'''

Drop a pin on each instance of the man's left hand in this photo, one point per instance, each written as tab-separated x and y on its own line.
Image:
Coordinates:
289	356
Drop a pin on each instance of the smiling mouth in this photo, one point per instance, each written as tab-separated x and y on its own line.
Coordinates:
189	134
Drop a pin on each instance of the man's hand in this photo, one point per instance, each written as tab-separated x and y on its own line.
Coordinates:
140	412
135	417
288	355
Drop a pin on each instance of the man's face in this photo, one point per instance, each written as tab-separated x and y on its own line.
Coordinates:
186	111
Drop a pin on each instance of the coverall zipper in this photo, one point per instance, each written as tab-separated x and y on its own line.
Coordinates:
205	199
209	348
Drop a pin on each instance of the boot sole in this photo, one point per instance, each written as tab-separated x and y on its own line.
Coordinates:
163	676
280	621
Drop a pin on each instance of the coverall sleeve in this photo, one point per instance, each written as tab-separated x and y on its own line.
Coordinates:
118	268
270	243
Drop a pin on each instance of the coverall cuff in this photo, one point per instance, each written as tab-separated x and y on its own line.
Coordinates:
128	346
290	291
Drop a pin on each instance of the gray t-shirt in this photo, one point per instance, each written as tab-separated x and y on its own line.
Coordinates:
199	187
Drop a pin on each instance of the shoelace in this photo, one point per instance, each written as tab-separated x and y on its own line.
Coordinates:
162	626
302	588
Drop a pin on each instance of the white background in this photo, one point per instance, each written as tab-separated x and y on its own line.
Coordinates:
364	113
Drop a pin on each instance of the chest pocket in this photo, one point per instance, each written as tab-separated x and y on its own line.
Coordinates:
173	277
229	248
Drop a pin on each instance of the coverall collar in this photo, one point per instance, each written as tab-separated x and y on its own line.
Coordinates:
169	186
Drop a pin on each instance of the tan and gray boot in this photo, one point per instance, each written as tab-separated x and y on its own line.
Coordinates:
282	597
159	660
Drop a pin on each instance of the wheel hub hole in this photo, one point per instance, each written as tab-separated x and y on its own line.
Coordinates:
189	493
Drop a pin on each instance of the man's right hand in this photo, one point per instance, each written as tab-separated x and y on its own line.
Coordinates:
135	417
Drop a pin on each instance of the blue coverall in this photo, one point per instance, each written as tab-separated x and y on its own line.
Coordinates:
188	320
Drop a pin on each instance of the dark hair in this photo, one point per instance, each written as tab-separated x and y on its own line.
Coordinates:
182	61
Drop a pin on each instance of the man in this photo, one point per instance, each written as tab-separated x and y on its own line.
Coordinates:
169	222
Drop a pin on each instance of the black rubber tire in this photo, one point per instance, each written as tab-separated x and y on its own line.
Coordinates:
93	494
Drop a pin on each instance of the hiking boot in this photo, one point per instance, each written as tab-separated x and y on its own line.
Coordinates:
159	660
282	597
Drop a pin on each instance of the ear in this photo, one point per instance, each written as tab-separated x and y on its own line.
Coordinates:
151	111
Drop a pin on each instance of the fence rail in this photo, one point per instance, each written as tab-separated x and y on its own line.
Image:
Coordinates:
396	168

'''
'''

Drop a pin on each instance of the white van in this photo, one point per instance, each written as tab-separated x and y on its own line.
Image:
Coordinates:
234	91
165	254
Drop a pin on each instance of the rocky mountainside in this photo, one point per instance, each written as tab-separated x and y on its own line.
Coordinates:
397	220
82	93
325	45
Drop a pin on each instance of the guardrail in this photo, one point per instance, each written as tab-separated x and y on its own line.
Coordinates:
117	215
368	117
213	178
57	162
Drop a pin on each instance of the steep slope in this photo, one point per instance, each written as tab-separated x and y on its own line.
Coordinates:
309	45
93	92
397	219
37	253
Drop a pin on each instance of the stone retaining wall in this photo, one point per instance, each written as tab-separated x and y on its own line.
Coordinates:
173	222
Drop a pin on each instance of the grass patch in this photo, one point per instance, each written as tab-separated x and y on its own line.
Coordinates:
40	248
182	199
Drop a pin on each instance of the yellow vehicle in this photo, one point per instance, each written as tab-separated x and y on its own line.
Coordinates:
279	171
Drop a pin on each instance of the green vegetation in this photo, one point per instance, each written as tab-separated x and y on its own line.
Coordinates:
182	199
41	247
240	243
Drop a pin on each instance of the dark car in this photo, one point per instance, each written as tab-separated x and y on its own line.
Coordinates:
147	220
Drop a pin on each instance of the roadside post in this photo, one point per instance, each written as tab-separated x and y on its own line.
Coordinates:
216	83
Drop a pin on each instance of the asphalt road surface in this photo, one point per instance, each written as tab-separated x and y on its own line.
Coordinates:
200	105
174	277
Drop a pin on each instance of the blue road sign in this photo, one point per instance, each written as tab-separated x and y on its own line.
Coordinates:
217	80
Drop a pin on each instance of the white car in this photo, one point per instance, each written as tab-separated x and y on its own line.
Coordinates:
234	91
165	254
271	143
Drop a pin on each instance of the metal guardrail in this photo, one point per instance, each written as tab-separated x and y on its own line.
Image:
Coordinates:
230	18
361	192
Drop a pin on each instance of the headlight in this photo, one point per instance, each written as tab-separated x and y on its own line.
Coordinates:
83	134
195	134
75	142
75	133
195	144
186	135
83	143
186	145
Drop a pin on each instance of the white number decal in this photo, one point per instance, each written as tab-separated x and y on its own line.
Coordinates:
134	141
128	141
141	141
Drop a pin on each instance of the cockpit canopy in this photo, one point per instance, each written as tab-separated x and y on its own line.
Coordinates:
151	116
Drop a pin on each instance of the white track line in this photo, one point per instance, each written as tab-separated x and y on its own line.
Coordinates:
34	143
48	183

'''

▶ **Work instructions**: Look for the word "dark" throughout the material above and copy every line that has it.

▶ **Answer**:
Drop a pin on each instance of the dark hair in this photo, one point per instance, each written as tab-separated x and y on its own line.
Drop a pin on each instance of the dark car in this photo, one point per instance, each written as tab-separated x and y on its own line.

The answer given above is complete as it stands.